▶ _PASSAGE PROVIDED_

Neuromodulatory Propensity of Bacopa monnieri Leaf Extract Against 3-Nitropropionic Acid-Induced Oxidative Stress: In Vitro and In Vivo Evidences.

We previously reported the propensity of
Bacopa monnieri (BM) leaf powder to modulate endogenous
levels of oxidative stress markers in the brain of
prepubertal mice. In this study, we tested the hypothesis
that pretreatment with an alcoholic extract of BM (BME)
could provide neuroprotection against 3-nitropropionic
acid (3-NPA)-induced oxidative stress under in vitro and in
vivo conditions. In chemical systems, BME exhibited
multiple free radical scavenging ability. Further, BME
pretreatment completely abolished 3-NPA-induced oxidative
stress response in brain (striatum, St) mitochondria in
vitro. Likewise, pretreatment of dopaminergic (N27 cell
lines) cells with BME not only abrogated the generation of
reactive oxygen species (ROS) levels, but also offered
marked protection against 3-NPA-mediated cytotoxicity.
These findings were further validated employing a 3-NPA
mice model in vivo. We determined the degree of oxidative
stress induction, redox status, enzymic antioxidants, protein
oxidation, and cholinergic function in various brain
regions of male mice provided with BME for 10 days
(prophylaxis) followed by 3-NPA challenge (75 mg/kg bw/
day, i.p.). BME prophylaxis completely prevented 3-NPAinduced
oxidative dysfunctions in St and other brain
regions. 3-NPA-induced robust elevation of oxidative
markers (malondialdehyde levels, ROS generation,
hydroperoxide levels and protein carbonyls) in cytosol of
brain regions was predominantly abolished among mice
given BME prophylaxis. Interestingly, BME prophylaxis
also prevented the depletion of reduced glutathione, thiol
levels, and perturbations in antioxidant enzymes caused by
3-NPA. Collectively these findings provide evidence on the
significant prophylactic neuroprotective efficacy of BME
in prepubertal mice brain. Based on these data, it is
hypothesized that BME can serve as a useful adjuvant in
protecting brain against oxidative-mediated neurodegenerative
disorders involving oxidative stress conditions.

▶ _WHAT NEEDS TO BE DONE_
In the abstract on Bacopa monnieri leaf extract, for how many days did the male mice receive BME before the 3-NPA challenge?

▶ _STUDY MATERIAL_
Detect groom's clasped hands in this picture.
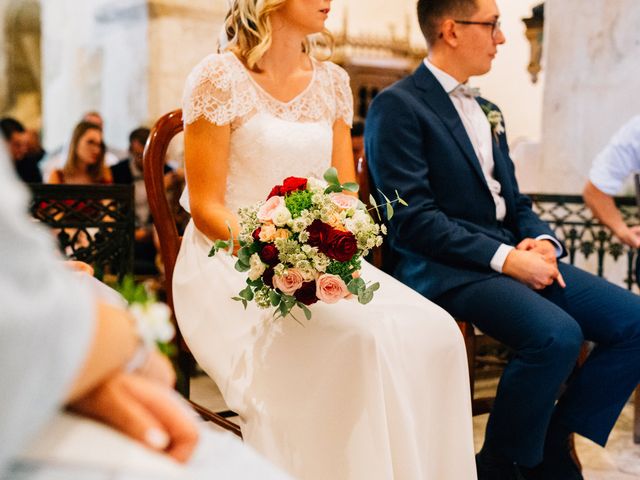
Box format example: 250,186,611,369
502,238,566,290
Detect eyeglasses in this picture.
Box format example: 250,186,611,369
454,20,500,38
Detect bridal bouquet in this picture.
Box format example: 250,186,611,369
209,168,406,320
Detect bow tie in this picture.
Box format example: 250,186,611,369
451,83,480,98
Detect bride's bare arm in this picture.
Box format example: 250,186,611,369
184,119,240,240
331,120,356,183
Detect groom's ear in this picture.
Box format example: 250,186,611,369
439,18,459,47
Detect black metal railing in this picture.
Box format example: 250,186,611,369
529,193,638,290
29,184,135,278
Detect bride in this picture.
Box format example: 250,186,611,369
173,0,476,480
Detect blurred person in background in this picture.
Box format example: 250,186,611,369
48,121,113,185
0,117,44,183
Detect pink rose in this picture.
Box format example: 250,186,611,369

▶ _ANSWER BOX_
10 days